[CPWG] ME community satetment about the ICANN Open data prlatform
John McCormac
jmcc at hosterstats.com
Thu Feb 3 18:54:43 UTC 2022
On 03/02/2022 15:26, Chokri Ben Romdhane via CPWG wrote:
> Dear Friends,
> During the ICANN72 ME space session
> <https://72.schedule.icann.org/meetings/ir8CyynKdp3GwtbsY> , we
> submitted a statement
> <https://drive.google.com/file/d/1ZRqAXPrjcU1B9v_6ZwSdHoF-SgLjj_65/view>
> to the board about the ICANN Open Data Platform, and we received the
> following answers
> <https://drive.google.com/file/d/1OoiqWDS7pkT_EplN5J_izfzSQj7aBJY-/view?usp=sharing>
> from the Board.
In the presentation given, I thnk that Ashwin Rangan may have been
unaware of the issues with the ODP when it came to the per-registrar
data. The problems with the per-registrar transactions were mainly that
the importation of the CSV files into the ODP was not a simple process
due to missing data, corrupted data and differing formats in the CSV files.

**GOAL OF THE EXERCISE:** Reproduce word for word the stretch of the mailing-list reply on the ICANN Open Data Platform that runs from "In the presentation" up to and including "the CSV files.".

**STORED RECORDS:**
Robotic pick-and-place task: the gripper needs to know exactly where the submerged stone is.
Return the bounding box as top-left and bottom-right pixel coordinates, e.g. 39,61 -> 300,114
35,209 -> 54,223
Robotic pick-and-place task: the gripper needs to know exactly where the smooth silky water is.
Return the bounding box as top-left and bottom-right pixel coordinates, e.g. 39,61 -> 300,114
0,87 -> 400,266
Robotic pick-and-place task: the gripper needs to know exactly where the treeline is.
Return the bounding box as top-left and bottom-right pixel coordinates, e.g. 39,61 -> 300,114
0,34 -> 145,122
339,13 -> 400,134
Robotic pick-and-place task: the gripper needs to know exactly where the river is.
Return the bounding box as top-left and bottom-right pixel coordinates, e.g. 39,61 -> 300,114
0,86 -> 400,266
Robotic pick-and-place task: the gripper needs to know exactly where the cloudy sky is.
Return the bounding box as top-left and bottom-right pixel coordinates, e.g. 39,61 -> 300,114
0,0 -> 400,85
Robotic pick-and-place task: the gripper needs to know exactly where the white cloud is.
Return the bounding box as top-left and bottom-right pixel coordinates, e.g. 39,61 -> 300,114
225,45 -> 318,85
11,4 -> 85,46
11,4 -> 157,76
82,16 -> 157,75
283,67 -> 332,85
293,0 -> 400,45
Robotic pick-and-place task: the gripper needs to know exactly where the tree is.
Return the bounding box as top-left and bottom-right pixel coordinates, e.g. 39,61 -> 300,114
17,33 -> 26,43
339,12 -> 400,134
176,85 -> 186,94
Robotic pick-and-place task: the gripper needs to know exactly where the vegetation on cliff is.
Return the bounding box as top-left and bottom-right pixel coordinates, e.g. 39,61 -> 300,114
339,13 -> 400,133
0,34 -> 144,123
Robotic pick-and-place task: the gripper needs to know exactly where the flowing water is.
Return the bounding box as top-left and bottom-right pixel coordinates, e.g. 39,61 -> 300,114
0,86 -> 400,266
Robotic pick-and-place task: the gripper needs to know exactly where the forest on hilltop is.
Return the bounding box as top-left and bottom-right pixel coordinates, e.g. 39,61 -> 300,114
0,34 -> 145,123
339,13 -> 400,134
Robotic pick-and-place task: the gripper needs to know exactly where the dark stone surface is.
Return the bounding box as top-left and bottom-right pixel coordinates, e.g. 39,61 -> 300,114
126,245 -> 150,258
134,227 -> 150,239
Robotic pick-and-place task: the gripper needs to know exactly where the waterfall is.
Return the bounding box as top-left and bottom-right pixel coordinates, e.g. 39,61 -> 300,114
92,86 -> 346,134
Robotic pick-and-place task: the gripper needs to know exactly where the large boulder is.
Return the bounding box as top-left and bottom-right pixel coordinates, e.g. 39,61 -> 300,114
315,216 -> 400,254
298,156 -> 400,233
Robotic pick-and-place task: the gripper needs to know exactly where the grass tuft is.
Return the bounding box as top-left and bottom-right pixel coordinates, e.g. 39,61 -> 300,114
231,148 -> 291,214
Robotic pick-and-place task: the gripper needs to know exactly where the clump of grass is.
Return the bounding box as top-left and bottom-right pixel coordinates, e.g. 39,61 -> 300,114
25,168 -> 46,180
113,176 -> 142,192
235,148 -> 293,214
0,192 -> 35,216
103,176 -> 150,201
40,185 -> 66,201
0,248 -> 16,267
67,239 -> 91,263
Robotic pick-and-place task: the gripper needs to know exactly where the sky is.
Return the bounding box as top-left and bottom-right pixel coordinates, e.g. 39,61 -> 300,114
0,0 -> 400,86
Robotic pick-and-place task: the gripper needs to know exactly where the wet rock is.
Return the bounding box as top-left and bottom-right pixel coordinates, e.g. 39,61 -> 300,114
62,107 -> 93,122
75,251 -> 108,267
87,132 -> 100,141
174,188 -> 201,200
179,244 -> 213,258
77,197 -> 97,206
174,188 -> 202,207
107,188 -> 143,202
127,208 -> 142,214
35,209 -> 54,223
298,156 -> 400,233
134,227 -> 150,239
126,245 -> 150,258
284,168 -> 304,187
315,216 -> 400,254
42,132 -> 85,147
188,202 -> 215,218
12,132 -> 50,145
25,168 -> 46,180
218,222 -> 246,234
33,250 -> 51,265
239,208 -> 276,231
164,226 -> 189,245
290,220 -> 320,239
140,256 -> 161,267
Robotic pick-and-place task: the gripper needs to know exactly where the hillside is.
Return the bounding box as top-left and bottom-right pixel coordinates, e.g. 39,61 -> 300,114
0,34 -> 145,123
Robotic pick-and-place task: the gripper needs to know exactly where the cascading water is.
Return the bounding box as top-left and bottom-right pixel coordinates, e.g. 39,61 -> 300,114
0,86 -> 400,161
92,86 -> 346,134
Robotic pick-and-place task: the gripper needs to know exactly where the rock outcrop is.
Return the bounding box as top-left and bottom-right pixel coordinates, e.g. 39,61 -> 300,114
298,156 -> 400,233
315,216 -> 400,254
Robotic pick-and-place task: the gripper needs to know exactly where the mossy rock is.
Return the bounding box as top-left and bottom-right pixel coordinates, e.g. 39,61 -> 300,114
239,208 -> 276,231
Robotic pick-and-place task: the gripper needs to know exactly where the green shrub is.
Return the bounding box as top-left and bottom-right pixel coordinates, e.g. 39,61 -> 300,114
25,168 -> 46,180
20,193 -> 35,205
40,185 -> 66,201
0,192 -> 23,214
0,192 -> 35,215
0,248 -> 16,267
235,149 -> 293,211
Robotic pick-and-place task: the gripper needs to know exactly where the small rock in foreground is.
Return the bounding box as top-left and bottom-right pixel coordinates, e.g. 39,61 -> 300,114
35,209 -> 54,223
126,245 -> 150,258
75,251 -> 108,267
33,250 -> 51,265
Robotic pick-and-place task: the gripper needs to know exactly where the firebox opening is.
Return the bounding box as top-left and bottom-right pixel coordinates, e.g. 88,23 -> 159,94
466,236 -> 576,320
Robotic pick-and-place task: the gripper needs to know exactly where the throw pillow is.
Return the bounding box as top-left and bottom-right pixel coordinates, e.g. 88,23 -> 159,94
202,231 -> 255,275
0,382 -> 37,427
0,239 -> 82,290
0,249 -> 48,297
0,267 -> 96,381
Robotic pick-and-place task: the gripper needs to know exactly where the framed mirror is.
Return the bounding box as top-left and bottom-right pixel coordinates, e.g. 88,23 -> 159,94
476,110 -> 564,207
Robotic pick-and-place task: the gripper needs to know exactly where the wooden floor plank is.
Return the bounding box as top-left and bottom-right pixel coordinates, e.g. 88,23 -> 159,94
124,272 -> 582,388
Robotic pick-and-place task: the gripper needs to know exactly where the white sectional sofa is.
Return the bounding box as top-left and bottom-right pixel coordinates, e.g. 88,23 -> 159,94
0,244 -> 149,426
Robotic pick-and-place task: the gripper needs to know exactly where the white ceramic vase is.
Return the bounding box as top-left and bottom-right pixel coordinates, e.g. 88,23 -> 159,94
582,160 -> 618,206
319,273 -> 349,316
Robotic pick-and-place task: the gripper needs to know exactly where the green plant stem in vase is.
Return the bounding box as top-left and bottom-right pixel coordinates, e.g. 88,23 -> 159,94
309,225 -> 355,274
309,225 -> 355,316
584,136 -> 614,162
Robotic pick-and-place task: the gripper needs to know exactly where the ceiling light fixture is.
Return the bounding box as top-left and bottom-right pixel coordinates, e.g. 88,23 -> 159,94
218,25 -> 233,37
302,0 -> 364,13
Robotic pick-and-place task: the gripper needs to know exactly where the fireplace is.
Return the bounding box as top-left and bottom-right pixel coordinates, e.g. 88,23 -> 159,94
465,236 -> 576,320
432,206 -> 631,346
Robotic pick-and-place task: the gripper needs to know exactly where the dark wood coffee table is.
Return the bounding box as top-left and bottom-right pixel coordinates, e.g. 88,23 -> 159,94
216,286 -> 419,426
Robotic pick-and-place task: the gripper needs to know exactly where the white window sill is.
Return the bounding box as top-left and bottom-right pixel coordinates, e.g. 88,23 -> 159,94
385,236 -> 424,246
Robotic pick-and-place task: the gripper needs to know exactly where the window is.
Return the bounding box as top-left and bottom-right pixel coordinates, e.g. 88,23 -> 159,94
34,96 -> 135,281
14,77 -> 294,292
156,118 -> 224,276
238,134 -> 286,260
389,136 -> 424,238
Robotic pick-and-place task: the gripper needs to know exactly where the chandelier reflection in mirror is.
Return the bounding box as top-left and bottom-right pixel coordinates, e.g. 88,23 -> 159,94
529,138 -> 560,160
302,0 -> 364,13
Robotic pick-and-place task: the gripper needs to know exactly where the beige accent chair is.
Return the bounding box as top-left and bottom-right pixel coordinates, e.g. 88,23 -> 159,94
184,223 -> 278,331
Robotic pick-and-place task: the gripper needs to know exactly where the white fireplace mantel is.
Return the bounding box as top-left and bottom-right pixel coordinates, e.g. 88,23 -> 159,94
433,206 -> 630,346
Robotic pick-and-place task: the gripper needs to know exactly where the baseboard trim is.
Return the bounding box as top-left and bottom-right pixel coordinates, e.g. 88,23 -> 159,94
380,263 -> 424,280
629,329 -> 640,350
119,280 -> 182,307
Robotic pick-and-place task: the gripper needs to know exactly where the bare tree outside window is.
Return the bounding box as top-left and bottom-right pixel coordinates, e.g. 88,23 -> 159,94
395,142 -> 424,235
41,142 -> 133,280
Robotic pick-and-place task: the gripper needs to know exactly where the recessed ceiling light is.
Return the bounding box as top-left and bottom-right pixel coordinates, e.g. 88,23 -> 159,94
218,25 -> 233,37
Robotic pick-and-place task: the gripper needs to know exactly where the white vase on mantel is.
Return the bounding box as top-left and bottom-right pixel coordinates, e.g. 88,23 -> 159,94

**RESPONSE TO THIS TASK:**
In the presentation given, I thnk that Ashwin Rangan may have been
unaware of the issues with the ODP when it came to the per-registrar
data. The problems with the per-registrar transactions were mainly that
the importation of the CSV files into the ODP was not a simple process
due to missing data, corrupted data and differing formats in the CSV files.